### WORK INSTRUCTIONS
• A. In the dinosaur extinction newsletter, start at the words "The Weekender, August" and stop after "for the tip!". Write that stretch out again, putting "headlines" in place of "titles".
• B. Answer these about the dinosaur extinction newsletter:
(i) Who is thanked for the tip?
(ii) How wide was the asteroid in the impact scenario?
(iii) The impact struck with a force equal to how many atomic bombs?
• C. Continue the dinosaur extinction newsletter from the point where it ends.

The Weekender, August 17, 2018

1) “The Nastiest Feud in Science” (The Atlantic, 35 minutes, September 2018). The title (in the HTML at least) is “What Caused the Dinosaur Extinction” and if you combine the two titles, you get why this one is so interesting. Thanks to Andrea S. for the tip!

[Paleontologists Gerta Keller] was searching for fresh evidence that would help prove her hypothesis about what killed the dinosaurs—and invalidate the asteroid-impact theory that many of us learned in school as uncontested fact. According to this well-established fire-and-brimstone scenario, the dinosaurs were exterminated when a six-mile-wide asteroid, larger than Mount Everest is tall, slammed into our planet with the force of 10 billion atomic bombs. The impact unleashed giant fireballs, crushing tsunamis, continent-shaking earthquakes, and suffocating darkness that transformed the Earth into what one poetic scientist described as “an Old Testament version of hell.”

### DATASET EXCERPT
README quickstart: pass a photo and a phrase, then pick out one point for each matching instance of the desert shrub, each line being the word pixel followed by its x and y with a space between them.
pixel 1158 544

### RESPONSES PER TASK
• A.
The Weekender, August 17, 2018

1) “The Nastiest Feud in Science” (The Atlantic, 35 minutes, September 2018). The title (in the HTML at least) is “What Caused the Dinosaur Extinction” and if you combine the two headlines, you get why this one is so interesting. Thanks to Andrea S. for the tip!

• B.
(i) Andrea S.
(ii) Six miles
(iii) 10 billion

• C.
Before the asteroid hypothesis took hold, researchers had proposed other, similarly bizarre explanations for the dinosaurs’ demise: gluttony, protracted food poisoning, terminal chastity, acute stupidity, even Paleo-weltschmerz—death by boredom. These theories fell by the wayside when, in 1980, the Nobel Prize–winning physicist Luis Alvarez and three colleagues from UC Berkeley announced a discovery in the journal Science. They had found iridium—a hard, silver-gray element that lurks in the bowels of planets, including ours—deposited all over the world at approximately the same time that, according to the fossil record, creatures were dying en masse. Mystery solved: An asteroid had crashed into the Earth, spewing iridium and pulverized rock dust around the globe and wiping out most life forms.

[ . . . ]

But Keller doesn’t buy any of it. “It’s like a fairy tale: ‘Big rock from sky hits the dinosaurs, and boom they go.’ And it has all the aspects of a really nice story,” she said. “It’s just not true.”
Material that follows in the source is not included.